§ SOURCE MATERIAL
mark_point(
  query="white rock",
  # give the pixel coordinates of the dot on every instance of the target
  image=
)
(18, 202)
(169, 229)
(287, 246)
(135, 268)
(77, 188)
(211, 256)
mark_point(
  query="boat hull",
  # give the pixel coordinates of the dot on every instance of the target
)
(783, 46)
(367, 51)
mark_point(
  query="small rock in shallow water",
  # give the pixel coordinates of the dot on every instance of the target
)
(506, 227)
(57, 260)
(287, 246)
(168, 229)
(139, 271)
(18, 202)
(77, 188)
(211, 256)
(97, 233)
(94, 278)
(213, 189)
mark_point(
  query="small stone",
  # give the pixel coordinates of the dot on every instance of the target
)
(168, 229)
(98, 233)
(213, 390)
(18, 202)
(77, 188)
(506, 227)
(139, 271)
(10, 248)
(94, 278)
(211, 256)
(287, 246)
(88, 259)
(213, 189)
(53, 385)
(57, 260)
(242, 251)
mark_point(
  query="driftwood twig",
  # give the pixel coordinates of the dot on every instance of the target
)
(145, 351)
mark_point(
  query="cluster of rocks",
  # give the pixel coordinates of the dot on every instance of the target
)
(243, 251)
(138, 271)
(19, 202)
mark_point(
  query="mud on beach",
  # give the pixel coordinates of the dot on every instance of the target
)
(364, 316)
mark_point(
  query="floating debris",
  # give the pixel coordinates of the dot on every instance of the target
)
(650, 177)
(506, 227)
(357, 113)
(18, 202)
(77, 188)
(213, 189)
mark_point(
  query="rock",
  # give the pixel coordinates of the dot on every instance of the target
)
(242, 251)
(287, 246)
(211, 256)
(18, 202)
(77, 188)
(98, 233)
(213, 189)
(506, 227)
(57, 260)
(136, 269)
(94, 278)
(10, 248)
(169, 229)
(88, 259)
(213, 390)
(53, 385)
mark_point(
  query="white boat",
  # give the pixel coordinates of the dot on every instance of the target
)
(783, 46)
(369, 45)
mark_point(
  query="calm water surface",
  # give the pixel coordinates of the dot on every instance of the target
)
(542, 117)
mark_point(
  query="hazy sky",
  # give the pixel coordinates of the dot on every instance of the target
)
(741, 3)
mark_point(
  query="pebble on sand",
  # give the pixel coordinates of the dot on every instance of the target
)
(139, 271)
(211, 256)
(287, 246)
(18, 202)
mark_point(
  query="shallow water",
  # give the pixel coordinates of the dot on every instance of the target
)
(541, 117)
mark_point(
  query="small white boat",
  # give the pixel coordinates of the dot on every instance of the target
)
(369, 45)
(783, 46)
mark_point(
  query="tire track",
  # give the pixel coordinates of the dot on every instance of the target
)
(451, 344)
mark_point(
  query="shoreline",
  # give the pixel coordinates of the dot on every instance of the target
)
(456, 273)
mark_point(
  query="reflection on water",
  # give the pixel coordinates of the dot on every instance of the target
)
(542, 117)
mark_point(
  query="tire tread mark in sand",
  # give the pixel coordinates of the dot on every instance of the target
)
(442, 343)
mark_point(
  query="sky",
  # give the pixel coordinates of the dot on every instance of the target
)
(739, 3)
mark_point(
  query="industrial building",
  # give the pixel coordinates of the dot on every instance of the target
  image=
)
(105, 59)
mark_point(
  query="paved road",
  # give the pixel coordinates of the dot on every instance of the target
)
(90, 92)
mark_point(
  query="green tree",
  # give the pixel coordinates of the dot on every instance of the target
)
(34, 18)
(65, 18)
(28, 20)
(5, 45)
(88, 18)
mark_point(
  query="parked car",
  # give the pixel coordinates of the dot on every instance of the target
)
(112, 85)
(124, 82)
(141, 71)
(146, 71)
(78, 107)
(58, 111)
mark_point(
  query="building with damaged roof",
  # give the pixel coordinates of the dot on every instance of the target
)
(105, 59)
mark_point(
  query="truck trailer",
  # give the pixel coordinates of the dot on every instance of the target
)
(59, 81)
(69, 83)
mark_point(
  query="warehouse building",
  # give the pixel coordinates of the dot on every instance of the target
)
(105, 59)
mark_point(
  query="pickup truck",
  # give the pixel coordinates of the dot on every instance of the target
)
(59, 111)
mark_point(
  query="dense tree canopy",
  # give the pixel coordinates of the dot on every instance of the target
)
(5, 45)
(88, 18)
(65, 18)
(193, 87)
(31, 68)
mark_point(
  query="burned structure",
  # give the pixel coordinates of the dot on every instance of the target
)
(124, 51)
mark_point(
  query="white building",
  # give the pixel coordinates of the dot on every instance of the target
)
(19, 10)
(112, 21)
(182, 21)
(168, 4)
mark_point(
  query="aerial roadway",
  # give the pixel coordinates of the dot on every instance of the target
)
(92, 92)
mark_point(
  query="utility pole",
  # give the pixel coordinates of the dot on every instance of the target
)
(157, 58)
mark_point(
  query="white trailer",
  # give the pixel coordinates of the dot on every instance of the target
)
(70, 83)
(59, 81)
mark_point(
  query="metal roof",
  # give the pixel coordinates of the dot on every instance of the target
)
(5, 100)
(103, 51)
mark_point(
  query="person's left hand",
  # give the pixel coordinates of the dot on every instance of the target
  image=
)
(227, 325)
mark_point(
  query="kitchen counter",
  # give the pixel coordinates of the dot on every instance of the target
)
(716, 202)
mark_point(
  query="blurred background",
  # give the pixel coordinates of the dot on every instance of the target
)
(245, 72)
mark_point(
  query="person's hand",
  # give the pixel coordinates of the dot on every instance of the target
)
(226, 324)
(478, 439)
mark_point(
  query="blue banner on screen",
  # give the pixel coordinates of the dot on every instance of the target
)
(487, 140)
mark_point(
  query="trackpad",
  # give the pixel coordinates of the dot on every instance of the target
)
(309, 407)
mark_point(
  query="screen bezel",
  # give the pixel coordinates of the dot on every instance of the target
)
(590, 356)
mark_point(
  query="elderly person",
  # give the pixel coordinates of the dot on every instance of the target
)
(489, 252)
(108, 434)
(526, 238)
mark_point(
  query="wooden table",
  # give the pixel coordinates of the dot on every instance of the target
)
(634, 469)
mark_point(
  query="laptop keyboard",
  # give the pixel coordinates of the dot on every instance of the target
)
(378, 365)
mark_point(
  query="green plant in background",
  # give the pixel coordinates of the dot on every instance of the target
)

§ SET PROBLEM
Each line above must be printed exactly as it appears.

§ SOLUTION
mark_point(
  query="white rock",
  # give the pixel coordinates of the dot on every instance of the target
  image=
)
(18, 202)
(169, 229)
(287, 246)
(135, 268)
(77, 188)
(211, 256)
mark_point(
  query="boat hull",
  # give the pixel coordinates of the dot on every instance of the target
)
(783, 46)
(367, 51)
mark_point(
  query="small rock in shallow water",
  # give the pixel coordinates of the dot on every instance of the target
)
(506, 227)
(57, 260)
(287, 246)
(168, 229)
(139, 271)
(18, 202)
(77, 188)
(211, 256)
(97, 233)
(94, 278)
(213, 189)
mark_point(
  query="small stone",
  # give the pixel coordinates of the dot on every instance of the target
)
(168, 229)
(98, 233)
(213, 390)
(18, 202)
(77, 188)
(506, 227)
(139, 271)
(10, 248)
(94, 278)
(211, 256)
(287, 246)
(88, 259)
(213, 189)
(53, 385)
(57, 260)
(242, 251)
mark_point(
  query="driftwood twig",
  # give the pixel coordinates of the dot on every instance of the target
)
(145, 351)
mark_point(
  query="cluster of rocks",
  # give the pixel coordinates of the dot on every instance of the target
)
(243, 251)
(138, 271)
(19, 202)
mark_point(
  query="mud on beach",
  # give the pixel coordinates of the dot on every instance of the target
)
(364, 316)
mark_point(
  query="floating debris",
  # give the pixel coordinates of the dot on every instance of the target
)
(650, 177)
(506, 227)
(357, 113)
(18, 202)
(77, 188)
(213, 189)
mark_point(
  query="rock",
  # give the pixel coordinates of the dot on every instance of the target
)
(242, 251)
(287, 246)
(211, 256)
(18, 202)
(77, 188)
(98, 233)
(213, 189)
(506, 227)
(57, 260)
(136, 269)
(94, 278)
(10, 248)
(169, 229)
(88, 259)
(213, 390)
(53, 385)
mark_point(
  query="white boat",
  # give the pixel coordinates of the dot on every instance of the target
)
(783, 46)
(369, 45)
mark_point(
  query="calm water surface",
  # give the pixel coordinates of the dot on every instance of the target
)
(542, 117)
mark_point(
  query="hazy sky",
  # give the pixel coordinates of the dot on every instance of the target
)
(741, 3)
mark_point(
  query="pebble on sand",
  # give the pixel coordinates of the dot on every instance of the target
)
(139, 271)
(211, 256)
(287, 246)
(18, 202)
mark_point(
  query="shallow water",
  # give the pixel coordinates of the dot on every instance of the target
)
(541, 117)
mark_point(
  query="small white boat",
  # give the pixel coordinates of the dot on every instance of the target
)
(369, 45)
(783, 46)
mark_point(
  query="tire track",
  # give the pixel coordinates of the dot on every instance of the target
)
(451, 344)
mark_point(
  query="shoreline",
  # give the pixel coordinates of the dot on every instance of the target
)
(456, 273)
mark_point(
  query="reflection on water",
  # give the pixel coordinates of the dot on every instance of the target
)
(542, 117)
mark_point(
  query="tire tread mark in sand",
  # give the pixel coordinates of the dot on every instance of the target
)
(442, 343)
mark_point(
  query="sky",
  # give the pixel coordinates of the dot on every instance of the target
)
(739, 3)
mark_point(
  query="industrial building",
  # give the pixel coordinates of the dot on every instance of the target
  image=
)
(105, 59)
mark_point(
  query="paved road",
  # give the pixel coordinates of the dot on every instance of the target
)
(90, 92)
mark_point(
  query="green tree",
  # give the pixel coordinates of the dot on every instance of the target
)
(34, 18)
(65, 18)
(28, 20)
(5, 45)
(88, 18)
mark_point(
  query="parked car",
  # give the pixel coordinates of the dot on every instance of the target
)
(112, 85)
(124, 82)
(141, 71)
(146, 71)
(78, 107)
(58, 111)
mark_point(
  query="building with damaged roof",
  # give the pixel coordinates of the dot on every instance of the target
)
(105, 59)
mark_point(
  query="truck trailer",
  # give the pixel coordinates of the dot on every instance of the target
)
(59, 81)
(69, 83)
mark_point(
  query="warehouse building",
  # give the pixel coordinates of the dot on every instance of the target
)
(105, 59)
mark_point(
  query="pickup truck",
  # give the pixel coordinates of the dot on every instance of the target
)
(59, 111)
mark_point(
  query="dense tree canopy",
  # give the pixel coordinates of the dot on every instance of the target
)
(5, 45)
(88, 18)
(65, 18)
(193, 87)
(31, 68)
mark_point(
  query="burned structure",
  # give the pixel coordinates of the dot on every instance of the target
)
(124, 51)
mark_point(
  query="white building",
  # give the pixel coordinates of the dot on every instance of the target
)
(19, 10)
(112, 21)
(182, 21)
(168, 4)
mark_point(
  query="aerial roadway",
  # give the pixel coordinates of the dot on every instance of the target
)
(92, 92)
mark_point(
  query="utility pole",
  # give the pixel coordinates of the dot on every instance of the target
)
(157, 58)
mark_point(
  query="white trailer",
  # give the pixel coordinates of the dot on every instance of the target
)
(70, 83)
(59, 81)
mark_point(
  query="metal roof",
  # give the pixel coordinates of the dot on every instance of the target
)
(5, 100)
(103, 51)
mark_point(
  query="person's left hand",
  # give the pixel coordinates of the dot on every instance of the target
  image=
)
(227, 325)
mark_point(
  query="kitchen counter",
  # give the pixel coordinates of the dot on every instance of the target
)
(716, 202)
mark_point(
  query="blurred background",
  # give the pixel coordinates of the dot on every instance of the target
)
(245, 72)
mark_point(
  query="person's hand",
  # give the pixel coordinates of the dot on every instance of the target
)
(226, 324)
(478, 439)
mark_point(
  query="blue banner on screen",
  # give the pixel coordinates of the dot on every instance of the target
)
(487, 140)
mark_point(
  query="trackpad",
  # give the pixel coordinates of the dot on every instance of the target
)
(309, 407)
mark_point(
  query="screen bezel",
  # give the pixel coordinates of the dot on every instance of the target
)
(590, 356)
mark_point(
  query="elderly person",
  # give the pixel coordinates of the dot on every instance of the target
)
(489, 252)
(108, 434)
(526, 238)
mark_point(
  query="wooden table",
  # give the pixel coordinates of the dot on every instance of the target
)
(634, 469)
mark_point(
  query="laptop keyboard",
  # give the pixel coordinates of the dot on every instance of the target
)
(378, 365)
mark_point(
  query="green plant in background",
  # give the pixel coordinates of the dot on every instance of the target
)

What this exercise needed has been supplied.